=== Exercise inputs ===

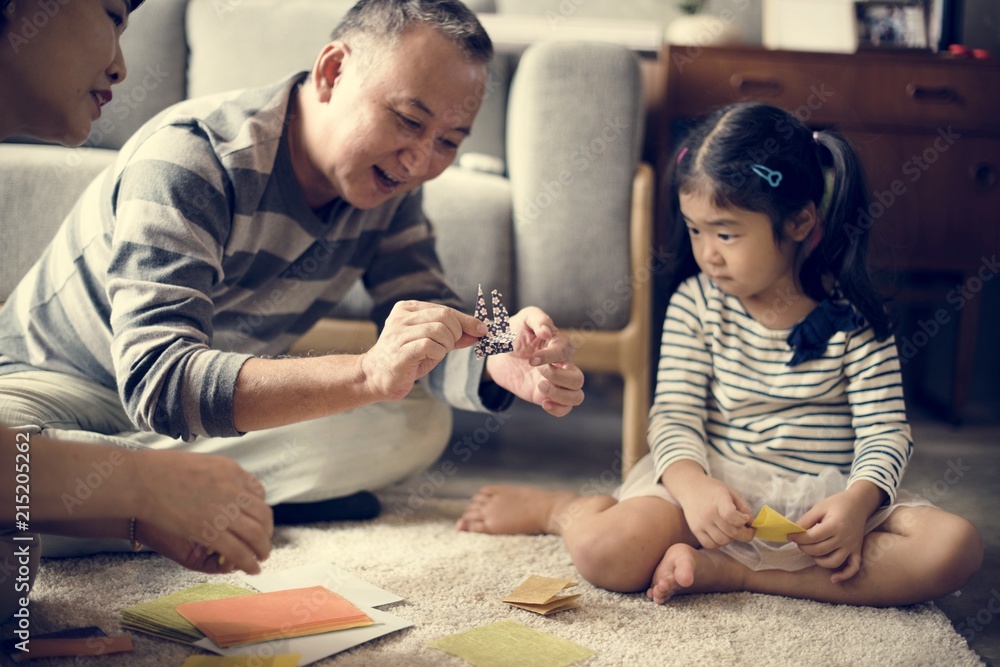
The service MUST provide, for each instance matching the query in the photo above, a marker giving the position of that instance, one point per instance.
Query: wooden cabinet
(927, 128)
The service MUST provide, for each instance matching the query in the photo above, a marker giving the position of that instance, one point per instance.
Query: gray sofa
(548, 201)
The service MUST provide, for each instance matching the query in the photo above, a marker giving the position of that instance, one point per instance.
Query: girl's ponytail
(843, 249)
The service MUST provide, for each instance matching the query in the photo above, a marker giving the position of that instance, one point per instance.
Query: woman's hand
(189, 504)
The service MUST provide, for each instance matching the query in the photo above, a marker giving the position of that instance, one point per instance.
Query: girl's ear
(799, 226)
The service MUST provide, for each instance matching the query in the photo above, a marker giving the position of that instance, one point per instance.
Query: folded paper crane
(499, 338)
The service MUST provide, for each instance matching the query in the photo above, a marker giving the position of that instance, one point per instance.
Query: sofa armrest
(38, 186)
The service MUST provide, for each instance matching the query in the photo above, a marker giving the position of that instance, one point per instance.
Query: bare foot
(686, 570)
(515, 510)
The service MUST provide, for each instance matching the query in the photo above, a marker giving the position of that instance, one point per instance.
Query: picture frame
(892, 24)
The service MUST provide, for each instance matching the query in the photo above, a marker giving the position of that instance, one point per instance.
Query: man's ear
(799, 226)
(328, 68)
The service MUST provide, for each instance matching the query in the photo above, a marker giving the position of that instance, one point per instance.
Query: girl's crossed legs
(643, 543)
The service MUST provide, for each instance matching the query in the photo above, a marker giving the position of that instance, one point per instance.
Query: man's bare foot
(686, 570)
(515, 510)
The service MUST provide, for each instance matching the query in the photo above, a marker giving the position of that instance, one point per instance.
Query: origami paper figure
(774, 527)
(499, 338)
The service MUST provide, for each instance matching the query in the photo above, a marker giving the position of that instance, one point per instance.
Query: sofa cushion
(40, 186)
(256, 42)
(571, 167)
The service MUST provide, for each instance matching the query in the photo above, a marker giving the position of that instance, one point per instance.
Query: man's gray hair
(389, 19)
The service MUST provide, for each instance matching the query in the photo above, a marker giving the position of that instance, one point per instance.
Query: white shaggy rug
(453, 581)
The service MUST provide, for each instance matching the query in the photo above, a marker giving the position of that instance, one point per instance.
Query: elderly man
(228, 226)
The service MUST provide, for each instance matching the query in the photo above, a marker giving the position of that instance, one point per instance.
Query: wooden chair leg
(965, 352)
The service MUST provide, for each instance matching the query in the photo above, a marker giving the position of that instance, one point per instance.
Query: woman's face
(58, 61)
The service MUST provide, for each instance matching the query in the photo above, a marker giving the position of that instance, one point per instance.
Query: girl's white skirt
(791, 495)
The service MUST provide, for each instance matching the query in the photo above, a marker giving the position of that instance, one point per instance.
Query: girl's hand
(716, 514)
(835, 531)
(540, 370)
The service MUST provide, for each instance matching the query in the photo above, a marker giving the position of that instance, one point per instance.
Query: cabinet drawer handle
(761, 86)
(983, 174)
(941, 94)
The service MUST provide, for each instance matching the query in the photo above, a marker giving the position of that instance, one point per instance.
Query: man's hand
(191, 503)
(540, 369)
(835, 529)
(416, 337)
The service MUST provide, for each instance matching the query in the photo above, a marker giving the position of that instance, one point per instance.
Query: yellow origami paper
(511, 644)
(540, 595)
(284, 660)
(773, 527)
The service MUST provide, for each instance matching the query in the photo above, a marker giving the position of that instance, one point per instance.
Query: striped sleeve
(677, 418)
(406, 265)
(875, 392)
(173, 206)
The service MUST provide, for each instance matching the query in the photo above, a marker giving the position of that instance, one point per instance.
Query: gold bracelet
(136, 544)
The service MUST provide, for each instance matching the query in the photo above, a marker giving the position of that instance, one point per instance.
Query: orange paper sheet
(256, 618)
(774, 527)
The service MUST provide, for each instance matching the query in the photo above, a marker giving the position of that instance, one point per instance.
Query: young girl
(778, 384)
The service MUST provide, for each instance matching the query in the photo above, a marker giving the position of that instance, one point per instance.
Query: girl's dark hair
(718, 158)
(388, 19)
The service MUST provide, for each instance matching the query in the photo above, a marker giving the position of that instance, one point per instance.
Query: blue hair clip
(772, 177)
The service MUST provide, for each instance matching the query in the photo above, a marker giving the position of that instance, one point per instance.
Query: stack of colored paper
(277, 615)
(159, 617)
(539, 594)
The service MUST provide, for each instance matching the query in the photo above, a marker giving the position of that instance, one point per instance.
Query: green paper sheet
(511, 644)
(159, 617)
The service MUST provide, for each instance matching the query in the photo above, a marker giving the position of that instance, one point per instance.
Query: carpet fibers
(453, 581)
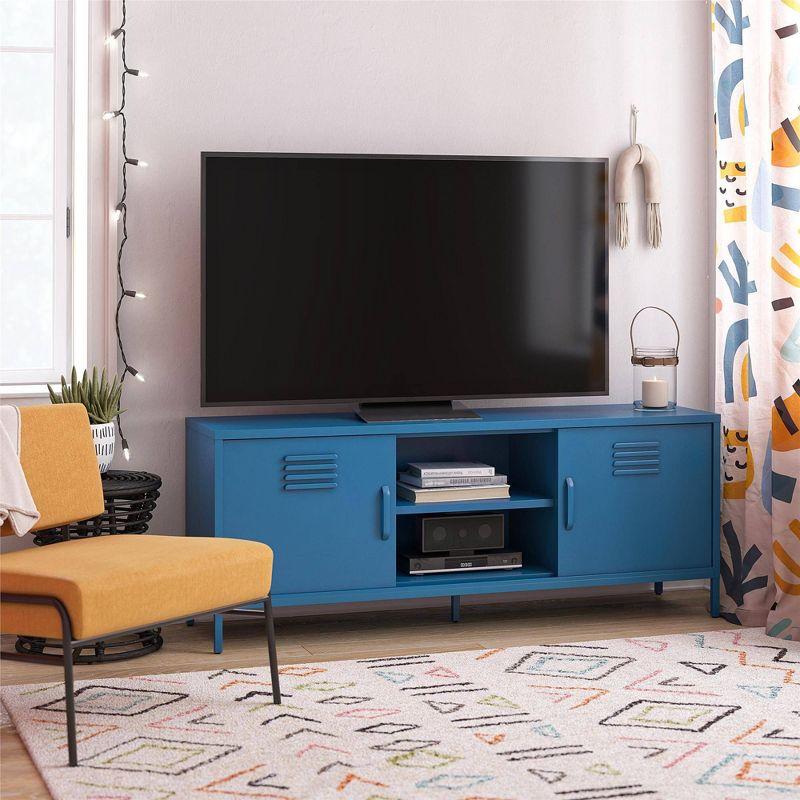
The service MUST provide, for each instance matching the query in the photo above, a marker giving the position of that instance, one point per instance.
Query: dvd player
(426, 564)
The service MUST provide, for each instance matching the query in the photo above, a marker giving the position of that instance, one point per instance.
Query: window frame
(33, 380)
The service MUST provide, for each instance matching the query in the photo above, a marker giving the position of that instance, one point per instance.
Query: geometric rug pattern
(704, 715)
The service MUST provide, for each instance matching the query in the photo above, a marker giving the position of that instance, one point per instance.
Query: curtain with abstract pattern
(756, 73)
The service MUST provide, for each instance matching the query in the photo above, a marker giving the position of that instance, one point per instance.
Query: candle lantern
(655, 371)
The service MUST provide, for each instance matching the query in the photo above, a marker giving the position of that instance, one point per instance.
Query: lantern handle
(663, 311)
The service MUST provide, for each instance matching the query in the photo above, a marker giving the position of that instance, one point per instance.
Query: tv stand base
(414, 412)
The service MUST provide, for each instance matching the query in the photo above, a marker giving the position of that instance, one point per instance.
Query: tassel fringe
(622, 225)
(654, 224)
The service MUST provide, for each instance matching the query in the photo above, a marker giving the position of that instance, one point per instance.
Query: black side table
(130, 499)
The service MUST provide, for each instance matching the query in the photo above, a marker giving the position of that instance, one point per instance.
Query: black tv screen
(381, 278)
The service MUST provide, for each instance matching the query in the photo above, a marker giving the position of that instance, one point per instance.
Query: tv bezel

===

### Goal
Skip the pictures and transcribe the rest of the records exactly.

### Final result
The service MUST provide, for each instance matching the query in the photo above, a marker giving the position of that instance, one point per instance.
Query: wooden cabinet
(927, 128)
The service MUST provide, for each instance matching the query in the photo above, a marker giving the position of that instance, one point per instance.
Query: gray sofa
(548, 201)
The service MUST provide, for each instance matching the query in the photo above, a marker giving the position of that instance, one point per instance.
Query: girl's ponytail
(843, 249)
The service MUST provide, for each instance matching the query in the photo above, a marker giving the position of that instance, one point per instance.
Query: woman's hand
(189, 504)
The service MUST provide, for each instance matching the query in the photo above, a marker giving the position of that instance, one point per instance.
Query: girl's ear
(799, 226)
The service MUST provide, for each instance matching the query in the photo above, a marker giving the position of that instance, one point per instance.
Query: folded paper crane
(499, 338)
The service MUST provide, for each instance matching the query in the photo above, a marker giving the position of that instance, one point per instance.
Query: sofa armrest
(38, 186)
The service MUST provide, for each instance matching the query in the photo above, a marker giving the position of that instance, one point per instance.
Query: bare foot
(686, 570)
(515, 510)
The service MUST provide, for each instance matching the query in the photo above, a marker giving the position of that instance, one point per instance.
Query: picture frame
(892, 24)
The service MUST provide, for each instance matching the query in the photo above, a marker giving the position of that instance, one point per instance.
Query: man's ear
(799, 226)
(328, 68)
The service MUST provide, for each instance matching the query in the photo above, a marker giving the position of that instance, one point per instance.
Query: girl's crossed legs
(643, 543)
The service MUST provide, for each instance matching the query in the photo above, a marker giving the position of that instance, one point per instance.
Query: man's bare foot
(686, 570)
(515, 510)
The service MUST provide, for each instance matching the query in the photo above, a marker giving the position of that instance, one point per instance.
Query: origami paper figure
(774, 527)
(499, 338)
The service MUST provide, for each instance matching the query in the photo above, a marker giving the position of that instance, one point per instance.
Query: sofa cushion
(40, 186)
(256, 42)
(571, 167)
The service MUST provide, for each instance matching the query in the photo above, a marker giving the position of that instance, one point per instance.
Query: man's gray hair
(389, 19)
The service MUST provide, for each instance matching the query in the photo above, a marker giving the position of that instance, one point per instance.
Query: white shaggy rug
(453, 581)
The service MUST provide, for each instance matching the query in the photo above, a marker giving the position of that instance, one point per instance.
Query: elderly man
(228, 226)
The service MUST provide, for each instance matching the query in the photo above, a marker giving the position of that instance, one point per instance.
Query: wooden chair leg
(965, 352)
The service MUST provide, for each instance matching the query in the photo above, a marker giving the position of that instance, one point per instance.
Query: woman's face
(58, 61)
The service MUST provide, for each instance matching the query in the photo above, a marker giving the position of that instance, one point per instance.
Query: girl's white skirt
(791, 495)
The service MUST provide, for each instance matching the query in the photo above, a marker giving the position of that instance, one point per instance.
Query: girl's hand
(716, 514)
(835, 531)
(540, 370)
The service MUST provide, for each instance matching the query in the photo above, a marker giving the position of that instance, one point per instance.
Query: cabinet drawer handle
(761, 86)
(983, 174)
(941, 94)
The service MUST provide, for each instance matching the query in the photo above, a marker giving the position of that instance, one point per instance.
Query: man's hand
(191, 503)
(540, 369)
(835, 529)
(416, 337)
The service MUST provide, for each instance matching the query in the photo above, a marker giving the position of that instance, one point per instance.
Query: yellow origami paper
(511, 644)
(540, 595)
(284, 660)
(773, 527)
The service MUST provide, for each instance matching the query in the photo above, a marker giving the position of that instance, one point per instance.
Query: striped sleeve
(677, 418)
(406, 265)
(875, 392)
(173, 206)
The service MUST provide, for each instance matching the query in the photo above, a marker giving the position of that instance, one point per instance.
Query: gold bracelet
(136, 544)
The service MUST provide, for each instance matching the query in the photo above, a marker giving the position of that instance, one point per instance.
Query: orange paper sheet
(256, 618)
(774, 527)
The service MUST provide, for each instance matching the query in the photo above, a marker giving the position of that instance, one point per instance.
Query: young girl
(778, 384)
The service MUST provide, for each instance matching the query in the photo above, a marker giving the position of that instance, one point per instance.
Query: girl's dark hair
(718, 158)
(388, 19)
The service MUST provide, for each instance matching the query in the photo above, a marker giving the position of that instance, one point per instance.
Query: blue hair clip
(772, 177)
The service MUST provide, for each instance matching the query in the photo above, a marker giving the position of that instance, one point per instance.
Query: stack of colored paper
(277, 615)
(159, 617)
(539, 594)
The service MUST provide, for each instance matching the query in the photo above, a marker giving the position of that instance, one point per instance.
Query: green paper sheet
(511, 644)
(159, 617)
The service MUST provide, for each instance matching the query in the photo above, a marker giving the position of that instance, one point per instance.
Query: carpet fibers
(453, 581)
The service MUST provide, for each instance matching the query in the photo above, a marker giving the position of that instance, one point per instance.
Query: dvd player
(426, 564)
The service MUST provide, for each instance matching the query in the photo above, a marker giving the position of that instance, one point per instance.
Query: window frame
(33, 380)
The service MUST provide, for each instance matching the query in the photo above, a marker giving the position of that instance, one point per instance.
Query: geometric rug pattern
(704, 715)
The service MUST provide, for each instance matching the query in the photo above, a marker giving the position of that instance, one point per instance.
Query: curtain with abstract pattern
(756, 73)
The service MUST provide, for each instance matching the query in the photo above, a marker giving the position of that instance, one point per instance.
Query: candle lantern
(655, 371)
The service MUST provide, for each instance matching the query in the photo above, a marker giving the position of that instance, one point per instance.
Query: lantern handle
(663, 311)
The service MUST provide, for each instance matching the query in the photo above, a marker giving the position of that instance, one point per instance.
Query: tv stand base
(414, 412)
The service MUST provide, for each instance matching the query in the photo above, a marker giving the position of that instance, one point per instance.
Query: tassel fringe
(622, 225)
(654, 224)
The service MUST provide, for each instance matching the query in the photo above, a marker giving the position of that instance, one point per instance.
Query: black side table
(130, 499)
The service MUST provide, for each instance matching the query in the photo above, a marker giving the position of that instance, one point per instance.
Query: black tv screen
(381, 278)
The service MUST provide, for each instance matching the query in the photo above, a marker giving the position of that instance, one point per instance.
Query: tv bezel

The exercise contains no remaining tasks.